Your objective = Reproduce the lines below verbatim, leaving out the pictures.
----- Record excerpts
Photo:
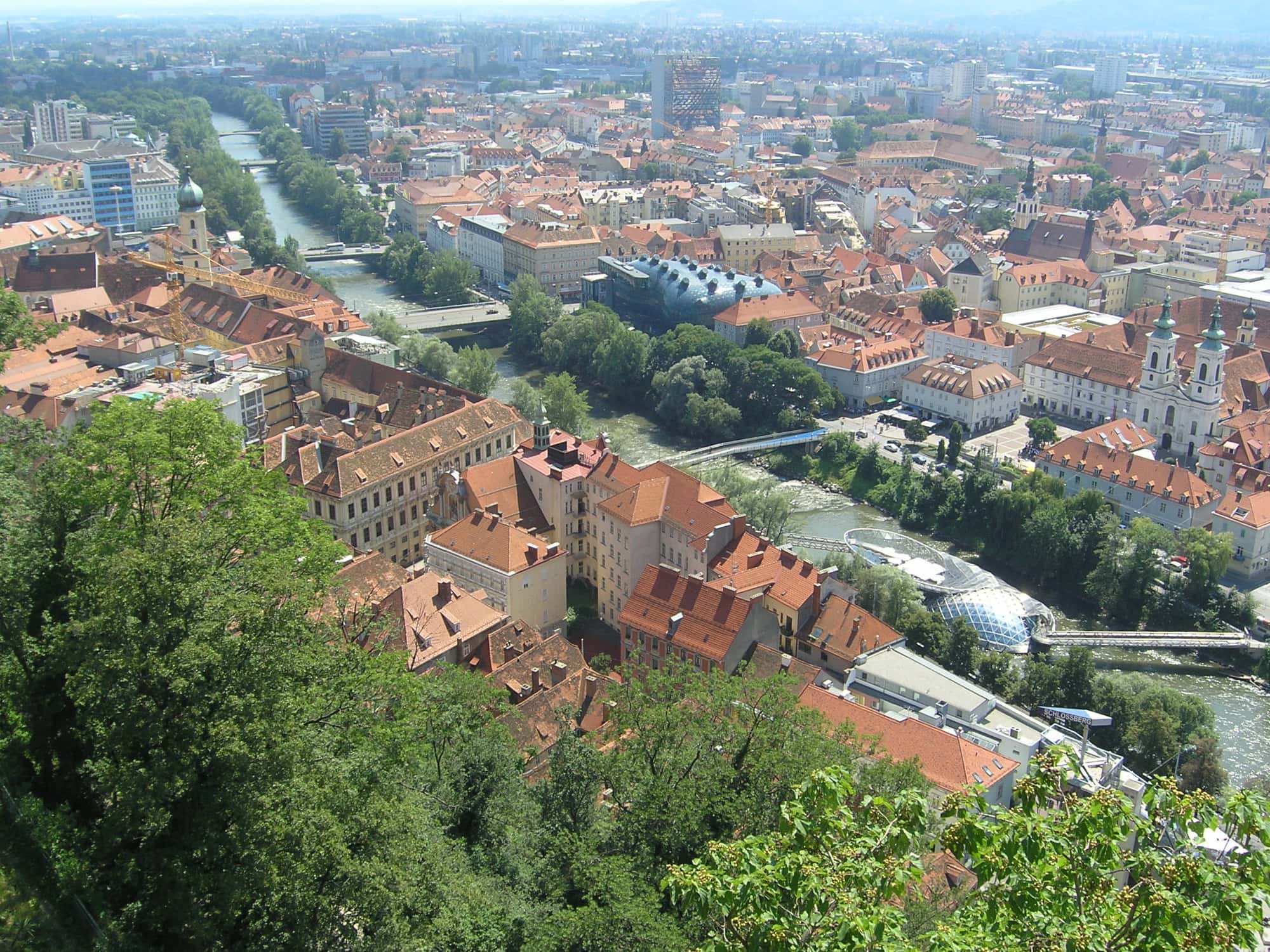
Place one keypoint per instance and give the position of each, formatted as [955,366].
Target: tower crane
[175,274]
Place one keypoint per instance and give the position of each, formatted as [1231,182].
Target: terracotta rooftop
[948,761]
[496,543]
[711,618]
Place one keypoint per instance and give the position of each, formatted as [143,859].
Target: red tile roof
[948,761]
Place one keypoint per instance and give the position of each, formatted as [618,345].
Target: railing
[751,445]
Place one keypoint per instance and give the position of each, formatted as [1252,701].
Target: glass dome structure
[1005,618]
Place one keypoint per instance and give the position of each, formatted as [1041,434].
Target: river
[1243,711]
----------
Solution to this exercise =
Photo:
Place one keypoint per instance and give the position of each, formatted as [955,366].
Target: tower crane
[175,274]
Place one keypoint per instance and give the position of each, formatted as [1231,182].
Target: terracotta rooftop
[948,761]
[496,543]
[711,618]
Place one keypoint per instance and give the position of each, formatted as [143,859].
Target: red tile roof
[948,761]
Place one keypoint per instance and give the position of each, formatted as [618,345].
Target: railing
[751,445]
Place one keypoint per instance and give the position of each, formatted as [1252,701].
Target: glass dome structure
[1005,618]
Place one keypoint per instance and give the position of each, formatted as [1041,434].
Target: river
[1243,711]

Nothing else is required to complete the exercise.